Aim of the task →
Please copy the records below word for word, from the line containing "In this exercise you will label the blue jeans" through the line containing "In this exercise you will label the yellow rubber", both included.

[Data records]
_ _ _ _ _

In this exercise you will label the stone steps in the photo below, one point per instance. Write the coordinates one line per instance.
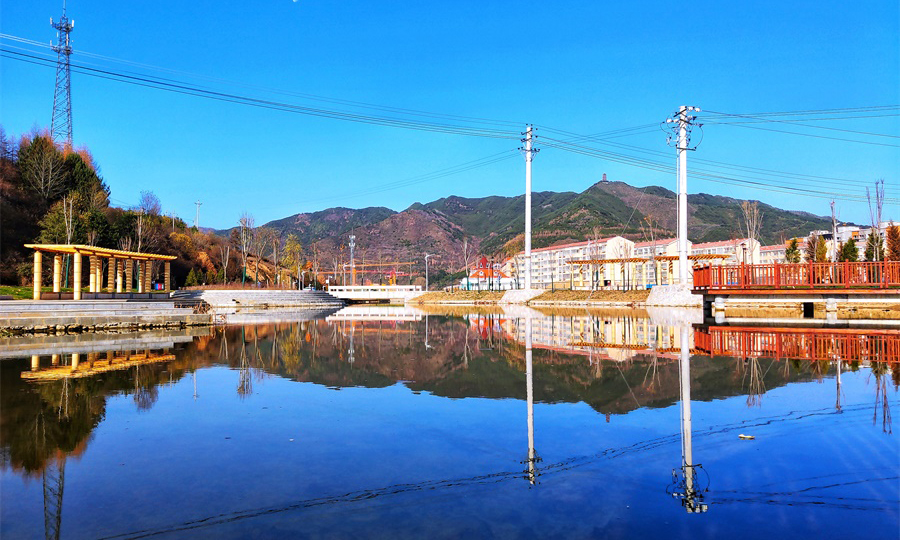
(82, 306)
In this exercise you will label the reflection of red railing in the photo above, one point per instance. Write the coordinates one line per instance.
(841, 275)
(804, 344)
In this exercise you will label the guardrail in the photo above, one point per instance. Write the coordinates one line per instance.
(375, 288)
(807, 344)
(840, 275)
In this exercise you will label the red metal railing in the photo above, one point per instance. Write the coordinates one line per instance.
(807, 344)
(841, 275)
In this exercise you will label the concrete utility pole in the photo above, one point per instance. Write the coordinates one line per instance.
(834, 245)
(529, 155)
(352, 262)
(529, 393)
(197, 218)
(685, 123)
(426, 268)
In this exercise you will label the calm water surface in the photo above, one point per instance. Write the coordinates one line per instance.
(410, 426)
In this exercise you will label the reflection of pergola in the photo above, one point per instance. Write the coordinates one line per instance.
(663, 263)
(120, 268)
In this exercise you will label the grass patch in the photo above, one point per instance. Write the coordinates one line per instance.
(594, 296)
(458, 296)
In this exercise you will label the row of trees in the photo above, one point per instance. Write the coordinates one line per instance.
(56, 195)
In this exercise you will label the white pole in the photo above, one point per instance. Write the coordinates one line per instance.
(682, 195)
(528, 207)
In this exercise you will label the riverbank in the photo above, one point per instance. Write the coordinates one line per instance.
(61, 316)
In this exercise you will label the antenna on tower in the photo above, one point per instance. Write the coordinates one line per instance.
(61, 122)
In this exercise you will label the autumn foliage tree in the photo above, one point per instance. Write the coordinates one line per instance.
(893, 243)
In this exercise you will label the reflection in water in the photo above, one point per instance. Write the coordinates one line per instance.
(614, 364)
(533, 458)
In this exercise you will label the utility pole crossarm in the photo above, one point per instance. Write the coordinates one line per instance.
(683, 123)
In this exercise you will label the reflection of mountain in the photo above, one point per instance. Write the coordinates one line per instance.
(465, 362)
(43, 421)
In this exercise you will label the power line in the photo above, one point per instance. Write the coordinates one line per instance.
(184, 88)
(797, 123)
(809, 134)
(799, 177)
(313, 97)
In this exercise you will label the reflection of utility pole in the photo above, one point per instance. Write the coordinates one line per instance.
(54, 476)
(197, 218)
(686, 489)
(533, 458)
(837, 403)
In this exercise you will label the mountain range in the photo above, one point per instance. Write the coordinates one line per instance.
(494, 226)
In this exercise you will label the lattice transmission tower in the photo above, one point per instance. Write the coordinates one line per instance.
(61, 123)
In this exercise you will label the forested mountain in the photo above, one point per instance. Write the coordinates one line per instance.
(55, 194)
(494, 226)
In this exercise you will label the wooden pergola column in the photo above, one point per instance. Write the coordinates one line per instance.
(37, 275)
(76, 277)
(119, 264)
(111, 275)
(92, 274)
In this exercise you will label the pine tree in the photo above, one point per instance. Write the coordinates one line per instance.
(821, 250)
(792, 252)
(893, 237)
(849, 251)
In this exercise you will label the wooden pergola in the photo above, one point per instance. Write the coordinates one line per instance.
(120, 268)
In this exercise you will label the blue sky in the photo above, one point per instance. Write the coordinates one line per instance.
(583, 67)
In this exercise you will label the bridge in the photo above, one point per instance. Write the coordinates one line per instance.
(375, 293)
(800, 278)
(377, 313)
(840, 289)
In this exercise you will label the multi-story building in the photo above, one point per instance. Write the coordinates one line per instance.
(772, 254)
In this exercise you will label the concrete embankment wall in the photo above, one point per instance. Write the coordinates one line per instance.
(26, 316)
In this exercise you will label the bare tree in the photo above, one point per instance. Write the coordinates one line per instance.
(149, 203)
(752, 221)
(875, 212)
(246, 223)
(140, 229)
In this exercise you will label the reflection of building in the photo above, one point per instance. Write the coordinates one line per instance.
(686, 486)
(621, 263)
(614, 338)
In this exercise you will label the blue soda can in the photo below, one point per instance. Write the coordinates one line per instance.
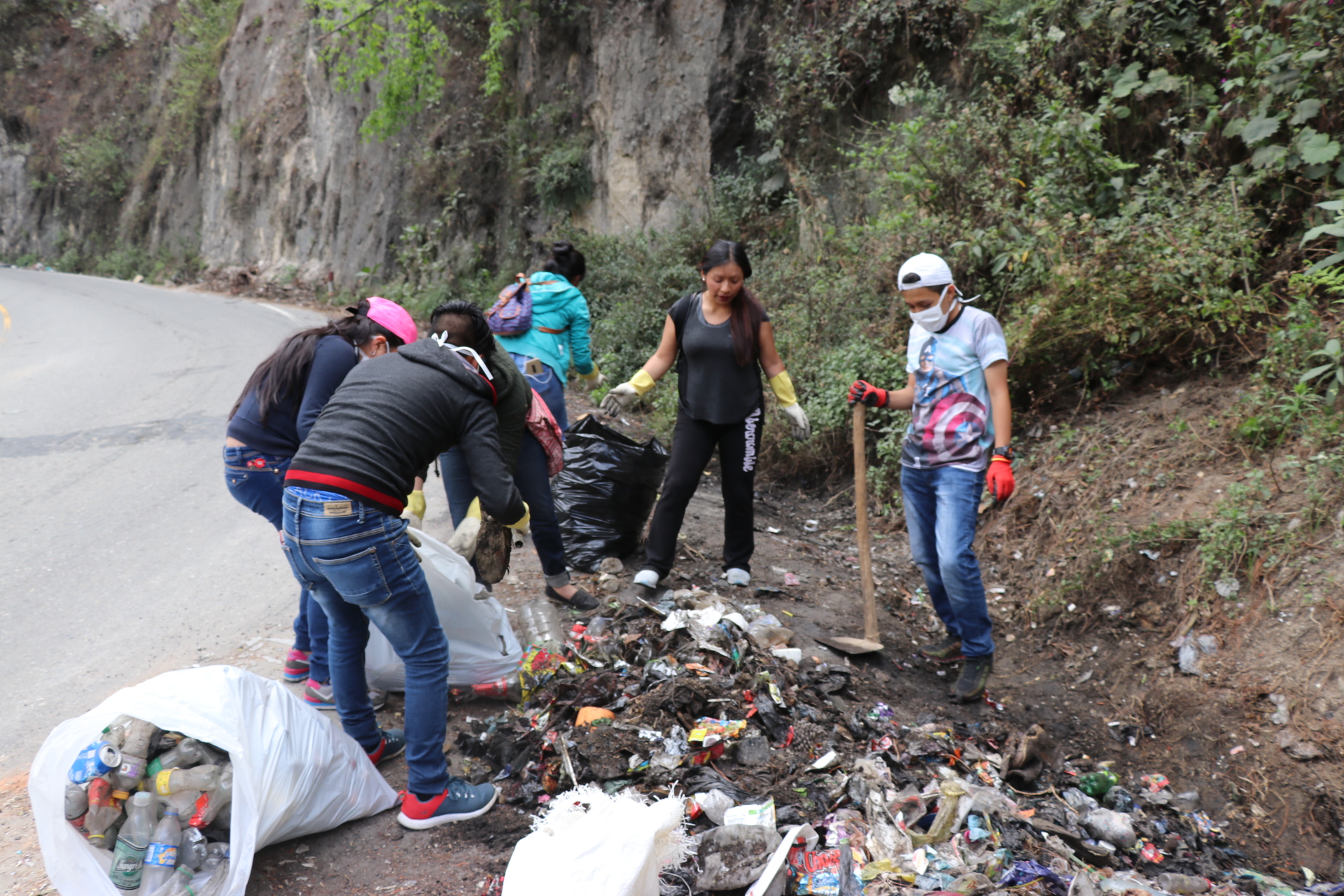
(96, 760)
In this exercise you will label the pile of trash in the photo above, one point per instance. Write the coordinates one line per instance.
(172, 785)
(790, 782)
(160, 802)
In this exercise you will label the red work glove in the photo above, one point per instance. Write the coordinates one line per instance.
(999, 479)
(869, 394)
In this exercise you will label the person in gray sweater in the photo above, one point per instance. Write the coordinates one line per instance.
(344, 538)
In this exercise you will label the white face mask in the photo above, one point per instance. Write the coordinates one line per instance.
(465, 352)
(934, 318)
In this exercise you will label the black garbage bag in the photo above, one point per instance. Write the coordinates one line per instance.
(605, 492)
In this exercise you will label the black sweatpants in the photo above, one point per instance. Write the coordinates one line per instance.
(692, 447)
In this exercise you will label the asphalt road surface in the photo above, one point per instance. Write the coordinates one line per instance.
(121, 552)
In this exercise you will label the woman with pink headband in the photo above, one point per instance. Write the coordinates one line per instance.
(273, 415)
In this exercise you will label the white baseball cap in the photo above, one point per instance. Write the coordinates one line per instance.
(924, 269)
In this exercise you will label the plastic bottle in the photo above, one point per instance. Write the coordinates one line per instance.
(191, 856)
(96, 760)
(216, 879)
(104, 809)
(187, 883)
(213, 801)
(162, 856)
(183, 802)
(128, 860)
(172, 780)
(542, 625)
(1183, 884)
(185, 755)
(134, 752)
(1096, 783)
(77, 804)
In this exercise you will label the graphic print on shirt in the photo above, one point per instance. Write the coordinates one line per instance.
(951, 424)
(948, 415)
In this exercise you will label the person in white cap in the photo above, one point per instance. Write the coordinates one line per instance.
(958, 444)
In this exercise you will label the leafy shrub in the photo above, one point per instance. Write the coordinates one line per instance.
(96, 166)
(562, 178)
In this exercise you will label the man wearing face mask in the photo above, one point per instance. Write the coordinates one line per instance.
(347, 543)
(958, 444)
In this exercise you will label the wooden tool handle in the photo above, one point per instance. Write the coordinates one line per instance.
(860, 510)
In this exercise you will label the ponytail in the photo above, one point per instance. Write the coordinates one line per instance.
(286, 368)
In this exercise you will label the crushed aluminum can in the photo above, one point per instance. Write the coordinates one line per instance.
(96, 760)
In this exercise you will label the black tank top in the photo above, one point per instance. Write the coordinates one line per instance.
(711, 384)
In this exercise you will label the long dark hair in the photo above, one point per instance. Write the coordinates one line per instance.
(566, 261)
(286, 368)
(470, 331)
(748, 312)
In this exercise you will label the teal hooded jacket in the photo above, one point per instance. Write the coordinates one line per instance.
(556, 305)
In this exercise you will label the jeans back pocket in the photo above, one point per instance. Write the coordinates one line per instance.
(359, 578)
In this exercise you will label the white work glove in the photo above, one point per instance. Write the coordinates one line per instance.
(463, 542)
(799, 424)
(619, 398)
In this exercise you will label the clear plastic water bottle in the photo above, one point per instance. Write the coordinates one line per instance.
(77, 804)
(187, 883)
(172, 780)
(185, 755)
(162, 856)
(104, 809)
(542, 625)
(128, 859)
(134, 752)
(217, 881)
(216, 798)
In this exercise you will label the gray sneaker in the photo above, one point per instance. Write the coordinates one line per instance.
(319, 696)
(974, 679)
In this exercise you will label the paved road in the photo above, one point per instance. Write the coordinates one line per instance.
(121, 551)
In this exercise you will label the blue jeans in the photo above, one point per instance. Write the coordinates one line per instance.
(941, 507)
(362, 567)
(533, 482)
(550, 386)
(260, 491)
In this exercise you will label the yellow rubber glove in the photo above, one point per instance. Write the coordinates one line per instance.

_ _ _ _ _

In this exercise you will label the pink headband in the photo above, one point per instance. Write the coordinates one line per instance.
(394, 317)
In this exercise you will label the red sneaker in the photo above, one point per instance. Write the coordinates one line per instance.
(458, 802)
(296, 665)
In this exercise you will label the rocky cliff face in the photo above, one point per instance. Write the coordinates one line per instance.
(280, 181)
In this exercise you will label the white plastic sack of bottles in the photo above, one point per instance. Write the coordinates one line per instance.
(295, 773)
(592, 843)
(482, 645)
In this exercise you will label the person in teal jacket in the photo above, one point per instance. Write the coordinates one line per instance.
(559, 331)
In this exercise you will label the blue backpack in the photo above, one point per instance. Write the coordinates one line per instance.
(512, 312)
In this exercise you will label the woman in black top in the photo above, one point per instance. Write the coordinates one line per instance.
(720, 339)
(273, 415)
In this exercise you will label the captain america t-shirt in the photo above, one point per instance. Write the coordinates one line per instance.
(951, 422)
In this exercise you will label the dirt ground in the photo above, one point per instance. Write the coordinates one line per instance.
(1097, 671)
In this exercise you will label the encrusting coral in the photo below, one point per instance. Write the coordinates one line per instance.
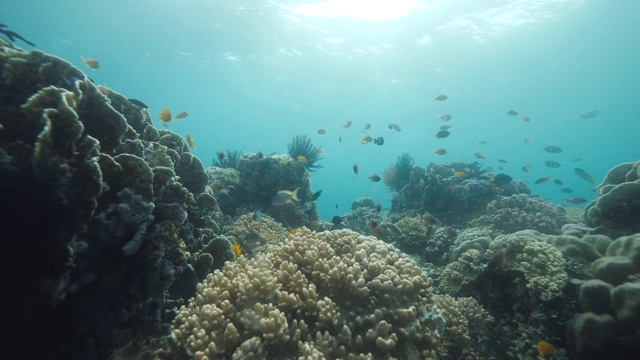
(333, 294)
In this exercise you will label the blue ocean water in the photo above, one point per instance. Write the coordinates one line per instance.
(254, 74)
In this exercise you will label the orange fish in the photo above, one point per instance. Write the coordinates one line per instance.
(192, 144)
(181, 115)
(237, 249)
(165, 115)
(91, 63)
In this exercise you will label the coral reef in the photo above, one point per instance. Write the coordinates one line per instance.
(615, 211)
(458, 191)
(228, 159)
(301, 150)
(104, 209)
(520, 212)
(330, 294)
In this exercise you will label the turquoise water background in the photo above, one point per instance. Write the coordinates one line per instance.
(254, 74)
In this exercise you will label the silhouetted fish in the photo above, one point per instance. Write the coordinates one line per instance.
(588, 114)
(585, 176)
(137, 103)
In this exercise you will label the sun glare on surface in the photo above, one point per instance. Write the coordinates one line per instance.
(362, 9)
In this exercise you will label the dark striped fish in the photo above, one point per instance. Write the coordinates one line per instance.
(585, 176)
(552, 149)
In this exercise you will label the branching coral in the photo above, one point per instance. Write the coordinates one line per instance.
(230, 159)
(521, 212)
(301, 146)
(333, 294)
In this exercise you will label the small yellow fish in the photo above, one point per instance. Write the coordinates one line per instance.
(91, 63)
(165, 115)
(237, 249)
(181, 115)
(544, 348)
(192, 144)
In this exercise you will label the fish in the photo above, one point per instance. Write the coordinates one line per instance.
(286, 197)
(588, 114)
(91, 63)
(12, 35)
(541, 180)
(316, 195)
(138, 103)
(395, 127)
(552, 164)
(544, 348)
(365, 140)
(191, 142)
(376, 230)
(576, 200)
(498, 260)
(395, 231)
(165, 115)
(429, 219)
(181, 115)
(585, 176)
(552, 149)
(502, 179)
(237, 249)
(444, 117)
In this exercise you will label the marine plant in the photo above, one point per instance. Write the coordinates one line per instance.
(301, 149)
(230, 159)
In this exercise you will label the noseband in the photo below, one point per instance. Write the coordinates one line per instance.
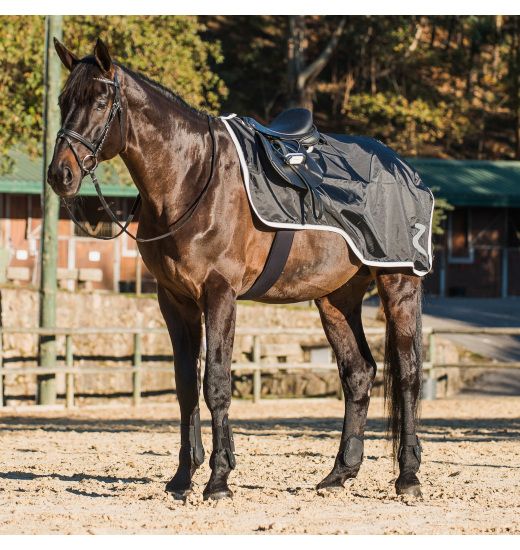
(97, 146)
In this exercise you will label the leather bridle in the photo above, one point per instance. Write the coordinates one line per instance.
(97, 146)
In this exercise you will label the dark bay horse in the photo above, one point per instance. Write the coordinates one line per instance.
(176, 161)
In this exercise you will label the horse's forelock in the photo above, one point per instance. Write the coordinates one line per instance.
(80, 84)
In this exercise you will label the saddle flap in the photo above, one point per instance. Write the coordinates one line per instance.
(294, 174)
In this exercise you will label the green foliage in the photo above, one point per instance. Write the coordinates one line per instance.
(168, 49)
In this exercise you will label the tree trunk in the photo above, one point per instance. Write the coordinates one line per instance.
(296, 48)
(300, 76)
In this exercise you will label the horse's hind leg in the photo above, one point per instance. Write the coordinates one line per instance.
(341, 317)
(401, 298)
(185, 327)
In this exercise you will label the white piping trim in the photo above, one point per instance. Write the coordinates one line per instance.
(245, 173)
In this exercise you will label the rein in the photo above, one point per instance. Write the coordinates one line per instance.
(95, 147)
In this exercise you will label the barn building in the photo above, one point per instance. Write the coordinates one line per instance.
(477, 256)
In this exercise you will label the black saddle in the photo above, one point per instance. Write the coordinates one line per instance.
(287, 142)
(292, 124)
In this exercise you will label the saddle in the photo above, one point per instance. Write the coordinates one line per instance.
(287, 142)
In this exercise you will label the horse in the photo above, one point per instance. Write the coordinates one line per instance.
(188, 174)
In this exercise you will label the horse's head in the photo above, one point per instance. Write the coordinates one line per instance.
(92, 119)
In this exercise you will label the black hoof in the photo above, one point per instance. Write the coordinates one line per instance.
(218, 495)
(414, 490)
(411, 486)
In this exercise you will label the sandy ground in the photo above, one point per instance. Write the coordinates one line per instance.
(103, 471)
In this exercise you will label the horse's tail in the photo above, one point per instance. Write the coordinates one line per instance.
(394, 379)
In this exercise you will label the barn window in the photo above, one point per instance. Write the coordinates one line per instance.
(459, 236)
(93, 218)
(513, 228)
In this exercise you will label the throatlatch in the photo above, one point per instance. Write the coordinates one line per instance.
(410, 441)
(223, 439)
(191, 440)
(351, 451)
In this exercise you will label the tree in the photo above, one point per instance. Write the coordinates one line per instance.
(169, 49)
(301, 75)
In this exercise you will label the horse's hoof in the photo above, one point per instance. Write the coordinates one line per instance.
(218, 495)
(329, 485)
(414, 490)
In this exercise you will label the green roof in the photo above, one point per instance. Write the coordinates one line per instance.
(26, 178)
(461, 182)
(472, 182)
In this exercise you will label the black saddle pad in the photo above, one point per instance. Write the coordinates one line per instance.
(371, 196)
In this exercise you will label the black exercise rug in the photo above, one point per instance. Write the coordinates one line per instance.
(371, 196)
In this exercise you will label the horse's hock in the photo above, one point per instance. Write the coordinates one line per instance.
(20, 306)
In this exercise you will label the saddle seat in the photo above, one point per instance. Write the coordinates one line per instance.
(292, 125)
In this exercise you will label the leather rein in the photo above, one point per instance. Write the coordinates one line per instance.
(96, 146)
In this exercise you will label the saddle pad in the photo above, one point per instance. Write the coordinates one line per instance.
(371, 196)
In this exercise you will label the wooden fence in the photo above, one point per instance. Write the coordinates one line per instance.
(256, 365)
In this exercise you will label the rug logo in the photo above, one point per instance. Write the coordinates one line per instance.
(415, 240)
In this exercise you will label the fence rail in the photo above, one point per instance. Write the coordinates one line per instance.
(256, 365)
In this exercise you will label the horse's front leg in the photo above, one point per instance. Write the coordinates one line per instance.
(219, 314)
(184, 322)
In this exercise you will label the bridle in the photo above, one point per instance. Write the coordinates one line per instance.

_ _ _ _ _

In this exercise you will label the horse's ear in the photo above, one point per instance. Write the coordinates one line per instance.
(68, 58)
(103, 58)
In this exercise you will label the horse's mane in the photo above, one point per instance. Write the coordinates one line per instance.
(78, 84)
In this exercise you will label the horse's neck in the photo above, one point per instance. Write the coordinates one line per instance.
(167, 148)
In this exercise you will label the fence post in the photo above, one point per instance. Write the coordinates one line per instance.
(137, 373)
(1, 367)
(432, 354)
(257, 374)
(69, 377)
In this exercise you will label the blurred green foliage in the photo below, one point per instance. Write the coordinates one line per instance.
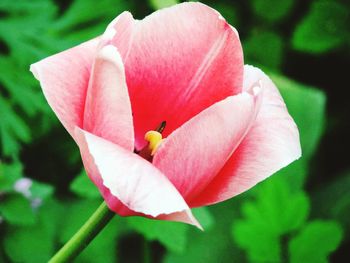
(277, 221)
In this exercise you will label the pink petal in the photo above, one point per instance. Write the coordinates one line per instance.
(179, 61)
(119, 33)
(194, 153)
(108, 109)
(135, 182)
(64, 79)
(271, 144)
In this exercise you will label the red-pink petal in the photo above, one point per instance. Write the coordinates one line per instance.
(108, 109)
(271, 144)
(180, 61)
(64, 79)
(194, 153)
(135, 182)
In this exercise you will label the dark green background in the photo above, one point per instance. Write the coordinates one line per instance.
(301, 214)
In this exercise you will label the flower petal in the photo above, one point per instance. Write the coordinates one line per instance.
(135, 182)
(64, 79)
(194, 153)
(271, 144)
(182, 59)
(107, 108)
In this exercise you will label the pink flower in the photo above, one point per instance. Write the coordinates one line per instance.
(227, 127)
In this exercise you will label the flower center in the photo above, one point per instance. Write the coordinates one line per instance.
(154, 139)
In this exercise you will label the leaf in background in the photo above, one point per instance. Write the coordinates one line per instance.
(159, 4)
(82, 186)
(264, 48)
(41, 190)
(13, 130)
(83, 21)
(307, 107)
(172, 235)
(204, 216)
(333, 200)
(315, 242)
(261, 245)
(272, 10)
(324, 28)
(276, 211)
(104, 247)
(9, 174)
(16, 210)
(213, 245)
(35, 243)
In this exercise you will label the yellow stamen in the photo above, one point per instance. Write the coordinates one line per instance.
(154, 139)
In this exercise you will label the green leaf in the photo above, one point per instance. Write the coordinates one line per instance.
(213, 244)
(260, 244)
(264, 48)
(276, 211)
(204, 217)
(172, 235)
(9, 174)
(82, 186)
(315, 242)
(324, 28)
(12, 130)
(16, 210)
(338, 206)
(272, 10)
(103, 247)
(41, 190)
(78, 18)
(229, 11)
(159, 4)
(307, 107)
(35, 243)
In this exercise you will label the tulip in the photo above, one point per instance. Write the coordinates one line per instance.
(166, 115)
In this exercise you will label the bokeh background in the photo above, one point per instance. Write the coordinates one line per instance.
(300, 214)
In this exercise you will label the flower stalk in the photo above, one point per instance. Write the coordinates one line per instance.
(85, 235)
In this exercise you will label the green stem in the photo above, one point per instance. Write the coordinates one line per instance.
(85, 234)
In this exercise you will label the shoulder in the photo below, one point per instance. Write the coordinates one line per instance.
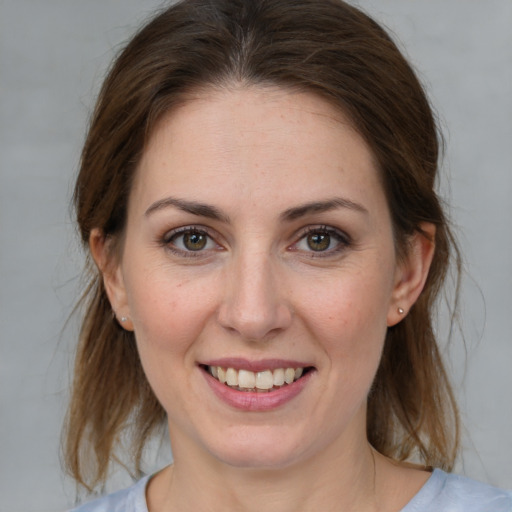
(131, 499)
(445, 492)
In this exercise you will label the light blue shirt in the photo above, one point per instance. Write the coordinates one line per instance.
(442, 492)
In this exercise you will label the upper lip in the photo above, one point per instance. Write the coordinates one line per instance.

_ _ _ _ _

Solution for this task →
In this exercise you will label the blue jeans in the photo above, one point per instance. Write the coordinates one line per instance.
(941, 507)
(362, 567)
(533, 482)
(550, 386)
(260, 491)
In this exercise you will label the yellow rubber glove in the photo above, one point per instance. Write the coordinates one line per instance.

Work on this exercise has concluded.